• **THE INPUT**
——————————

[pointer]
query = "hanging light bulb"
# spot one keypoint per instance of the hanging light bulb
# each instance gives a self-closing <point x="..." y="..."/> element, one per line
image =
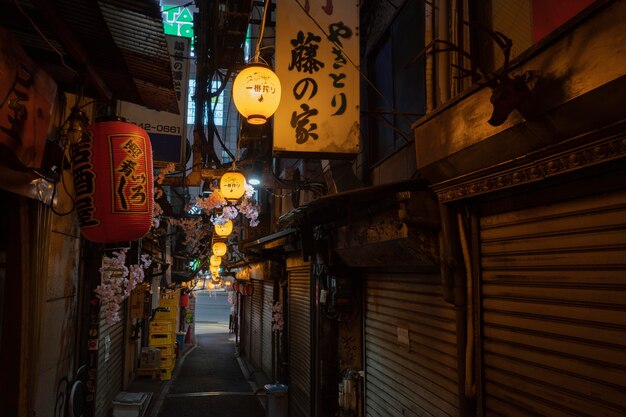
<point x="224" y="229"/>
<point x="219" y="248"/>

——————————

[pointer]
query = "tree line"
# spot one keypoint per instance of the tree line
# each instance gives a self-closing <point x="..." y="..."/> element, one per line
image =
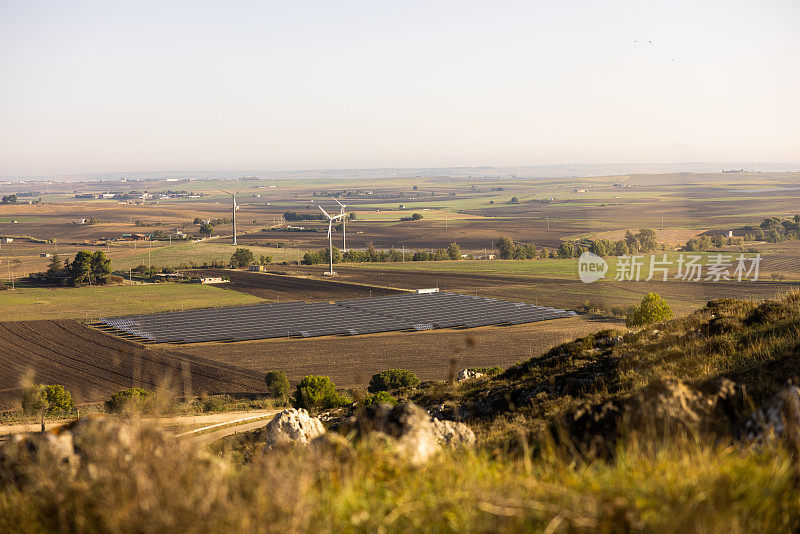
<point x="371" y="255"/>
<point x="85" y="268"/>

——————————

• **WHAT TO PRODUCE**
Locate every line in the items above that contains the word "light", and copy each of those lines in full.

• **SOLVED PROBLEM**
query = "hanging light bulb"
# spot one keypoint per instance of the hanging light bulb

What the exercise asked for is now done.